> _What this task involves_: Write out all the rows below word for word, leaving out the pictures.

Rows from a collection

· · · · ·

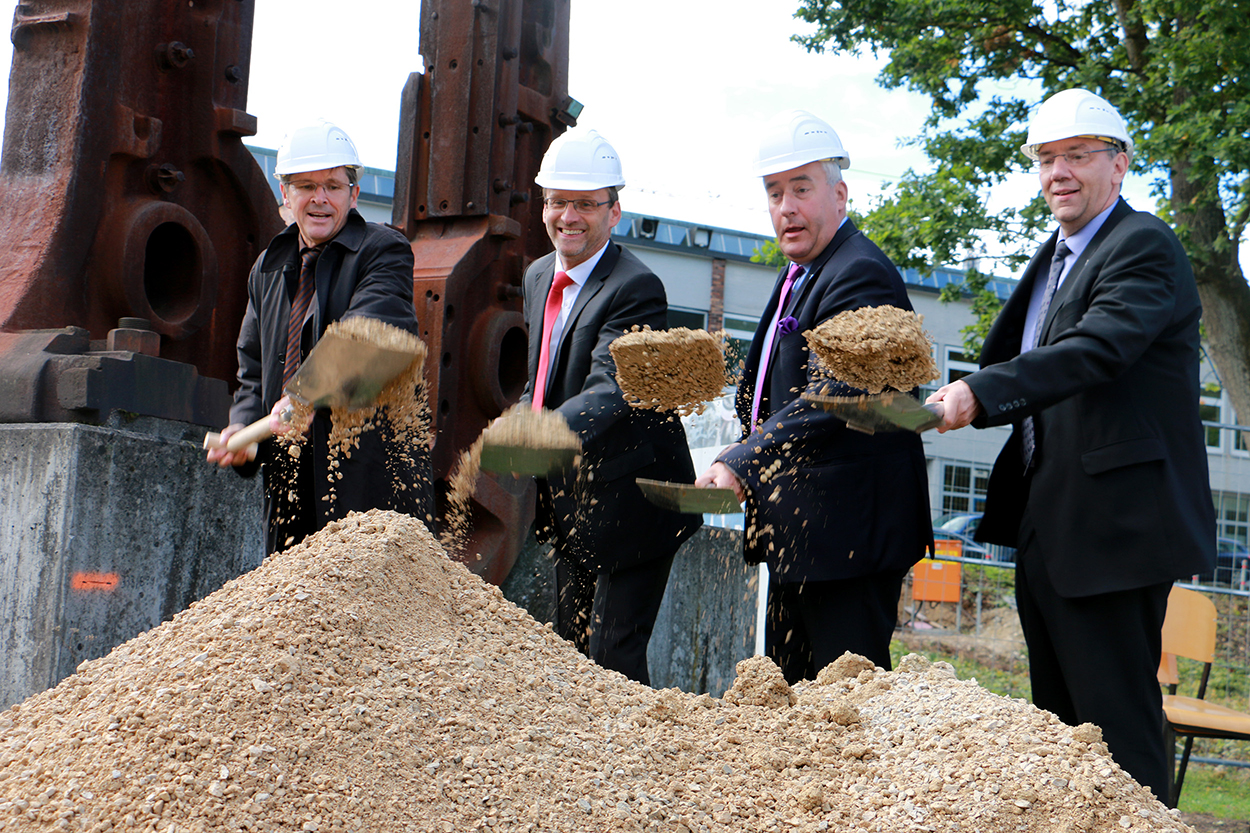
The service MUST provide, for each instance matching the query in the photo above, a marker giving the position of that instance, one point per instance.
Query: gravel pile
(361, 681)
(874, 348)
(678, 369)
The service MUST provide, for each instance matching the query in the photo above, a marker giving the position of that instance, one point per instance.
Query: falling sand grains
(678, 369)
(401, 405)
(461, 487)
(361, 681)
(874, 348)
(520, 427)
(523, 427)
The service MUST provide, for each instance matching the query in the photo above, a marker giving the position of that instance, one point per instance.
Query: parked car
(1231, 565)
(964, 523)
(973, 548)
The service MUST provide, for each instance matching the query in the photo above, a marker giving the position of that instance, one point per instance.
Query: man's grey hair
(833, 170)
(353, 175)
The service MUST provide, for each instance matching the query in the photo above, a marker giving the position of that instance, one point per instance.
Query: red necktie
(764, 359)
(550, 313)
(299, 310)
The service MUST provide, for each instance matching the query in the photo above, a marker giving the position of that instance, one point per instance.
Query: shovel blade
(686, 497)
(888, 412)
(346, 373)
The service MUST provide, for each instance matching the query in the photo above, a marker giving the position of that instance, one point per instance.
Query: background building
(711, 283)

· · · · ·

> _Written response_:
The service MUST provide, for each instance matching the query in the photo above, a marker giving the position of that instance, one point per instance.
Query: gravel pile
(361, 681)
(874, 348)
(678, 369)
The service MUST provide, for each instance matching the query in the photo above, a marker giving the position of that instance, one point per instance.
Query: falling sand grains
(678, 369)
(401, 405)
(461, 487)
(361, 681)
(874, 348)
(520, 427)
(523, 427)
The service MUST provide, for each instance matching the query in the photo above, a marker giving the position of that instance, one point per instance.
Query: parked car
(1231, 565)
(964, 523)
(973, 548)
The service MUST provide, for each instance matching the query in the photo above, a marker giving the position of that instance, one point per instance.
Query: man's grey hair
(833, 170)
(353, 175)
The service MUST provide, for each instance matching the query in the photo above, a marker giving the position of that instance, one point per instance.
Query: red necktie
(764, 359)
(550, 313)
(299, 310)
The service MUST provide, for each instance matching the query in the photo above, a marker giving the position of that instance, one point per instance.
Query: shovel blade
(686, 497)
(888, 412)
(346, 373)
The service MUST provide, for each instance matching the query in the photo above, a marker giving the position of that instance, one point per instance.
Query: background building
(711, 283)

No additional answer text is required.